What you are asked to do:
Continue the passage on automated analysis of Italian legal judgments, starting right after its final sentence.

Nevertheless, the full exploitation of juridical documents via efficient automatic information extraction allows us to perform Similar Case Matching and further speed up the magistrates' research process [1] as we prove by investigating a case study based on Italian legal judgments.

This work describes a pipeline for the augmented reading of legal documents which results in a tool for the detection of the judgment's relevant content, in order to facilitate the use of juridical databases, extracting information that goes far beyond the document's metadata and keywords, allowing for a more in-depth understanding of the document and for advanced functionalities such as pairwise similarity comparison of juridical documents.

After a brief legal (Section 2) and technical (Section 3) contextualization, we present the specific case study by thoroughly analyzing the domain experts' modus operandi when reading and comparing legal documents (Section 4). Subsequently, we propose a pipeline for the augmented reading of legal judgments (Section 5) followed by its evaluation in terms of time efficiency and Similar Case Matching (Section 6).

Legal Background

The idea of creating a computerized database of case law had been around since the 1960s [2]. Its implementation has gradually been refined in parallel with the development of information technology. The creation of such a system involved the goal of combining information technology and law to facilitate the knowledge and use of the latter. Nowadays a database of a legal management system can be functional to the objectives of greater productivity, the raising of quality, transparency, and dialogue with the territory.

Recorded data:
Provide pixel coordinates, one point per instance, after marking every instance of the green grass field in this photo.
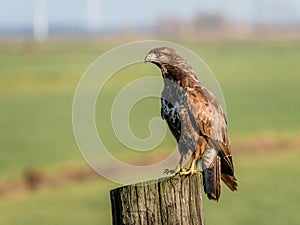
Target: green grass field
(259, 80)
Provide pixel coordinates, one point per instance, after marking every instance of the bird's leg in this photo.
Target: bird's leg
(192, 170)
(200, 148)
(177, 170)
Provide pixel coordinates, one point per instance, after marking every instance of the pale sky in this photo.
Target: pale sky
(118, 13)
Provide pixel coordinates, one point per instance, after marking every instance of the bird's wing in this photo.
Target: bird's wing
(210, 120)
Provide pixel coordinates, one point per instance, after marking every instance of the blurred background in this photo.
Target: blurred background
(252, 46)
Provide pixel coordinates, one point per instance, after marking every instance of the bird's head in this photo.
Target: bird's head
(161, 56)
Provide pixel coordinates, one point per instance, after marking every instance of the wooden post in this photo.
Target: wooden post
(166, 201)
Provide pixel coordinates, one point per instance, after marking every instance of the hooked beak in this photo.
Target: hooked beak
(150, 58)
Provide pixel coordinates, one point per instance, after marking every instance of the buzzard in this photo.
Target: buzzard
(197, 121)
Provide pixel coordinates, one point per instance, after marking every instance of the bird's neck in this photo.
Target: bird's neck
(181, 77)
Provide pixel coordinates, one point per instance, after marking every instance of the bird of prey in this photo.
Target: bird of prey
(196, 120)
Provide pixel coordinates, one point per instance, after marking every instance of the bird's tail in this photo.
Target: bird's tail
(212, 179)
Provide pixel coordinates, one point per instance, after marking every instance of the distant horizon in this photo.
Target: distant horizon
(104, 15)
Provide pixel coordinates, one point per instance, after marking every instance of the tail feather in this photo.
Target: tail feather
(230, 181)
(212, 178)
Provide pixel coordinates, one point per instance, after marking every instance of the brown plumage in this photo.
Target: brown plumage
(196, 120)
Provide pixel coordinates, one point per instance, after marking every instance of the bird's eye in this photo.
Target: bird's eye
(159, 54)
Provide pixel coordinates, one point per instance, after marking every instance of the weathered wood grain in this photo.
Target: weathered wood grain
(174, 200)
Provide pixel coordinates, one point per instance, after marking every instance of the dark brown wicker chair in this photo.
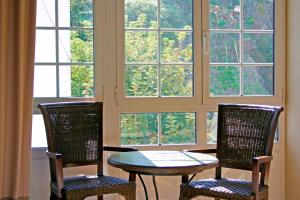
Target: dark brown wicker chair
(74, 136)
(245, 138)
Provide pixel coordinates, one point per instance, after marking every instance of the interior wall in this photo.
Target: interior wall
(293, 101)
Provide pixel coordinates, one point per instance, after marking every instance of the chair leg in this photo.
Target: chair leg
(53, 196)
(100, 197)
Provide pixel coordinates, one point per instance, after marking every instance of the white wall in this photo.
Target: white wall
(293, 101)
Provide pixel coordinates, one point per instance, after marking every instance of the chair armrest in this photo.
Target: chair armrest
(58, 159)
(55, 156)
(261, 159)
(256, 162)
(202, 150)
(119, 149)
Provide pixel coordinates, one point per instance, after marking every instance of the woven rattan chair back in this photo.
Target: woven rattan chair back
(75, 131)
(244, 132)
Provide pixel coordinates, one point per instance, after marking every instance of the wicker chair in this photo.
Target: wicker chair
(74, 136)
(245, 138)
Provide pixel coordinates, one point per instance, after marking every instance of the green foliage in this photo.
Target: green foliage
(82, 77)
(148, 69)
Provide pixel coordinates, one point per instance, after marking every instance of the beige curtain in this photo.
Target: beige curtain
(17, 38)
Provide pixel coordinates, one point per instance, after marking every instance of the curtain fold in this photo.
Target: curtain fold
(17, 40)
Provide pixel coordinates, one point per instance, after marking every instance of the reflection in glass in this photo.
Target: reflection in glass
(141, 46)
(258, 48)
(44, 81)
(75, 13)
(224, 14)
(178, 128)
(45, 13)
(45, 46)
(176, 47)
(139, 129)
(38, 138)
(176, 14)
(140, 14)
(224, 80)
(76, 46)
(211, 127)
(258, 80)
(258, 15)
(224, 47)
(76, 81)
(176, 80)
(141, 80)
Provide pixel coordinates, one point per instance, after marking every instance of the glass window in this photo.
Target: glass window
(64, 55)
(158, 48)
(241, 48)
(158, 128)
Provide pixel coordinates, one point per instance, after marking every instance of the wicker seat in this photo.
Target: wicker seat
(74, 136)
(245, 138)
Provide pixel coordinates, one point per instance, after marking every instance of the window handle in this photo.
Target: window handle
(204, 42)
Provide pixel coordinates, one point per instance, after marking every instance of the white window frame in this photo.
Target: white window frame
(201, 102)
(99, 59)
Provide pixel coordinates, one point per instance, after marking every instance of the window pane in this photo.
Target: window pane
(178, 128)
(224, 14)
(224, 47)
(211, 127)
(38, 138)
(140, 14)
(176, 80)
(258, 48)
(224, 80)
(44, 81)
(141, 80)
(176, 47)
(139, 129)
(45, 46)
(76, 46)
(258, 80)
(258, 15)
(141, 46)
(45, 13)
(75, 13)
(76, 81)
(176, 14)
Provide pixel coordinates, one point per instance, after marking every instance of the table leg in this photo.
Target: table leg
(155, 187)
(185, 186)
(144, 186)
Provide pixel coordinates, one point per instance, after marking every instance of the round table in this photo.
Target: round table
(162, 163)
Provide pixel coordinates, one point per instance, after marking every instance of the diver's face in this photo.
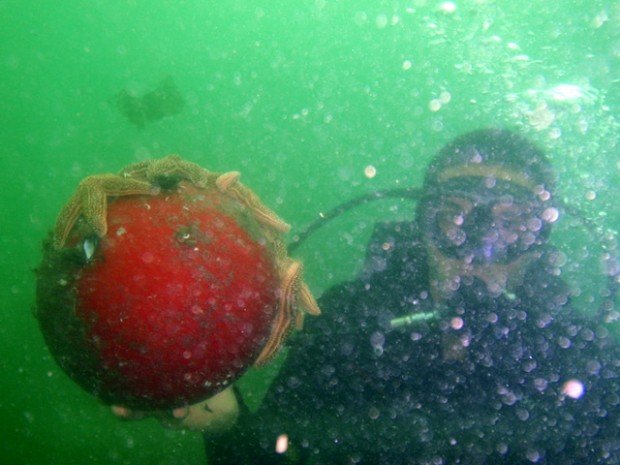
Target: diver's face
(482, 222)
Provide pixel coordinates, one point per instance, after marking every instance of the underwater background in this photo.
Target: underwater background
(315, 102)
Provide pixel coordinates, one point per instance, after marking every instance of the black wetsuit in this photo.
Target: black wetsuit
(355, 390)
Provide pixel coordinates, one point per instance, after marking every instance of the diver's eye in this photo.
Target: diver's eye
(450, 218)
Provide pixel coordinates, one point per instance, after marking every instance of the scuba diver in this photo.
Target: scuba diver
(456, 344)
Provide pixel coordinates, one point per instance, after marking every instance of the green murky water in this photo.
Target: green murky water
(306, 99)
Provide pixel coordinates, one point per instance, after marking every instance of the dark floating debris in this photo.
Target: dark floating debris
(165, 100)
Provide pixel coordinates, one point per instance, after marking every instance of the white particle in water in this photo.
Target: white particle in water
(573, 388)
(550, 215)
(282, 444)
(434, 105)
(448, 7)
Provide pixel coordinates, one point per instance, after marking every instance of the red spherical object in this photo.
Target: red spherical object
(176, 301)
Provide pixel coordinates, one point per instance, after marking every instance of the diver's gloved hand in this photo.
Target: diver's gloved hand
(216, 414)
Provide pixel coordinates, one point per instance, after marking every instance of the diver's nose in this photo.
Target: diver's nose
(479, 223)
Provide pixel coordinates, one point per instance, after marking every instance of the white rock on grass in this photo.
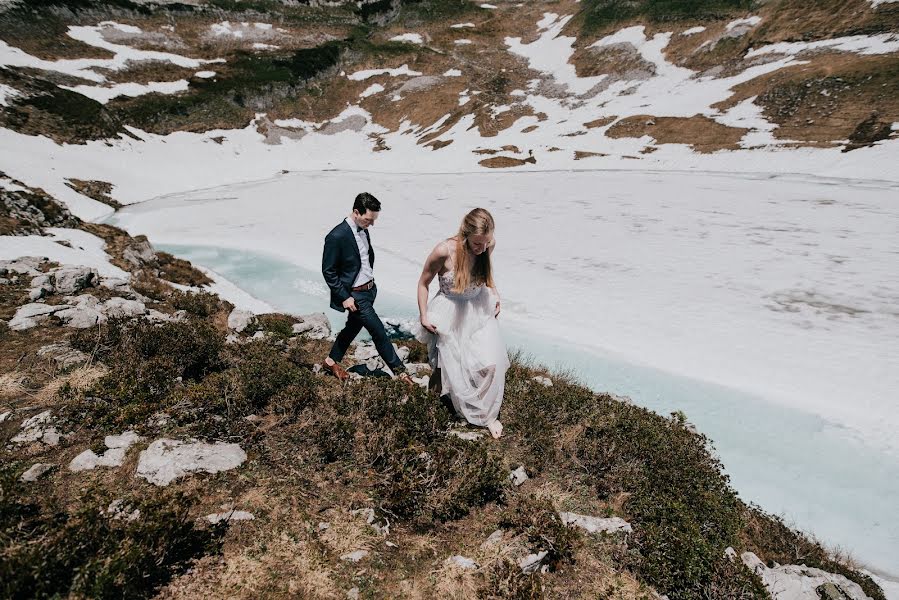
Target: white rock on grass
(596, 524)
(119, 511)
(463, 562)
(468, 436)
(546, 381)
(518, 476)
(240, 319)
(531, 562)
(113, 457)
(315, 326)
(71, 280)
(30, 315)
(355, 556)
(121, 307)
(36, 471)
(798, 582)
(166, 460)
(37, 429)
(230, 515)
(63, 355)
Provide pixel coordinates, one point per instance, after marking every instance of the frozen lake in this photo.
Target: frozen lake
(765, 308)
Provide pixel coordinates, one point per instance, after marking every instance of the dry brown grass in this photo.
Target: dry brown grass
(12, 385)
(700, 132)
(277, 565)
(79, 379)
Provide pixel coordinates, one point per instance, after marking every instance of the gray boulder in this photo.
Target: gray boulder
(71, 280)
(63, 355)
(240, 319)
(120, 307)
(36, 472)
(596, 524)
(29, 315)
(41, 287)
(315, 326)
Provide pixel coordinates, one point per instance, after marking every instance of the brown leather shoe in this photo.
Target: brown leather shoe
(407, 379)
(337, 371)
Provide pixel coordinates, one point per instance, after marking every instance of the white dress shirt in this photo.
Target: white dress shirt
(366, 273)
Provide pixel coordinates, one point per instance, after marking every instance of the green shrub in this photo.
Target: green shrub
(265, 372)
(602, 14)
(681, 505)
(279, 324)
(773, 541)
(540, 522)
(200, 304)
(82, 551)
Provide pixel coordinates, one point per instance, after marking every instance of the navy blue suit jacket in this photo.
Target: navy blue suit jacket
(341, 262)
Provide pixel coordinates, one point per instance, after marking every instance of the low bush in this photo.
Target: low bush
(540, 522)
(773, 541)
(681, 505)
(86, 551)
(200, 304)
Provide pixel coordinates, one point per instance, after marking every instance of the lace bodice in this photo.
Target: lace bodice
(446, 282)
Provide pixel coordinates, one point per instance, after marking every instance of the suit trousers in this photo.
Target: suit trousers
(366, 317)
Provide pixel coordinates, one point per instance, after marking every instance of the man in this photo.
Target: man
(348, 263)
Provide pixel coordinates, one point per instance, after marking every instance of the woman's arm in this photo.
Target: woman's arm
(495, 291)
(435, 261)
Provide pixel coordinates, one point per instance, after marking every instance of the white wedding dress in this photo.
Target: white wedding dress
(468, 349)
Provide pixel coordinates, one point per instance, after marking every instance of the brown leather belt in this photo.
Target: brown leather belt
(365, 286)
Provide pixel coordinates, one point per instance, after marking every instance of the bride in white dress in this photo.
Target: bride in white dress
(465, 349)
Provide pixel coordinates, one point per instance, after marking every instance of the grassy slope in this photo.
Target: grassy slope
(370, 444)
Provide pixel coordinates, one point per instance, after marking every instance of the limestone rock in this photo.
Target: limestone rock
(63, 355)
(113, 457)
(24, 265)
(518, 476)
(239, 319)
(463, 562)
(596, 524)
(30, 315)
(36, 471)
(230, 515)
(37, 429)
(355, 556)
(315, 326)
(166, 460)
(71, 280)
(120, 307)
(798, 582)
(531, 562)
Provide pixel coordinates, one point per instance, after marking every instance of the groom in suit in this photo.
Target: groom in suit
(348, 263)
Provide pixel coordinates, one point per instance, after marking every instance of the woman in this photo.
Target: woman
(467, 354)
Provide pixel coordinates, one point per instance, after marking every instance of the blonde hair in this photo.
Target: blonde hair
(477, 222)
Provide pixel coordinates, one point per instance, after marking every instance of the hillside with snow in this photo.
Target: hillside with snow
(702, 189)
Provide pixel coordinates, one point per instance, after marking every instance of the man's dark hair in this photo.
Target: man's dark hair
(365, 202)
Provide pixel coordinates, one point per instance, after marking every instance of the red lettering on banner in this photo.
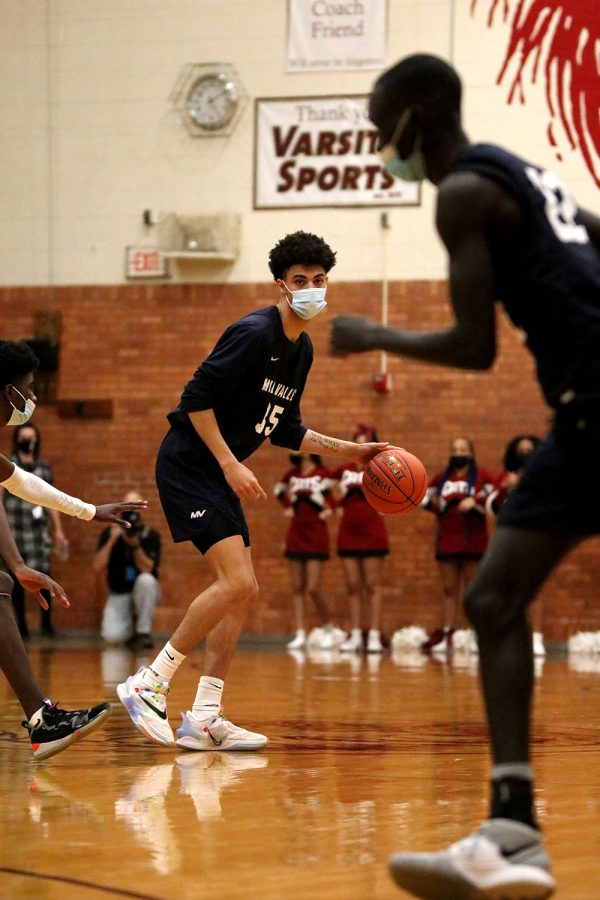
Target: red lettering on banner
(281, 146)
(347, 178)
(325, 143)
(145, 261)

Task result:
In particular, the case-law databases, from a means of knowledge and information, are a tool to organize judicial offices and implement their efficiency. The concept embraces the traditional collections of judgments, which are used as research and support tools; but it can also be referred to those statistical surveys aimed at recognizing the flows of litigation, e.g. the analysis of controversies, having a given object (and sub-object), defined by a specific office; the outcome of the judgment; to what extent appeals are successful or rejected (in relation to the matter of the proceedings).

Definitions

We introduce some definitions for the understanding of the technical details contained in the article.

• Legal judgment: authoritative decision given by a court or tribunal, including a decree, order, decision, or writ of execution. • Judicial grade/ Instance: reference degree of the issuing judicial office (Court of First Instance or Court of Second Instance -Appeal). • Section (i.e. Sezione): a distinct group of Judges, specialized in a given area of law (Labour Law, Family Law, Criminal Law, etc), within a larger body of them, which constitutes the Judicial Office taken into account.

• Legal institute: set of rules dealing with a particular legal relationship, or facts.

• Topic: the matter of a legal institute or of a section of a legal institute.

• Citations: normative and case-law references.

• Normative: Rules, especially rules of behavior.

• Case law: Judicial decisions resolved by courts using the concrete facts of a case.

Related Work

Reading and comparing textual documents are cross-domain tasks. The task of Similar Case Matching can be tackled with different technologies. Many early contributions focus on a text-based similarity measure (i.e. TF-IDF-based similarity measures [3]) which, alone, fail to convey the semantic meaning of a legal text. Other techniques rely on the extraction of citations within the documents to compute a similarity score. In particular, these citationbased approaches can be further divided into two sub-categories: mere citation analysis [4] and citation-graph analysis [5] which allows the use of graph-based deep learning techniques such as GNNs [6]. Nevertheless, text-based and graph-based techniques have been combined, achieving sub-optimal performances [7].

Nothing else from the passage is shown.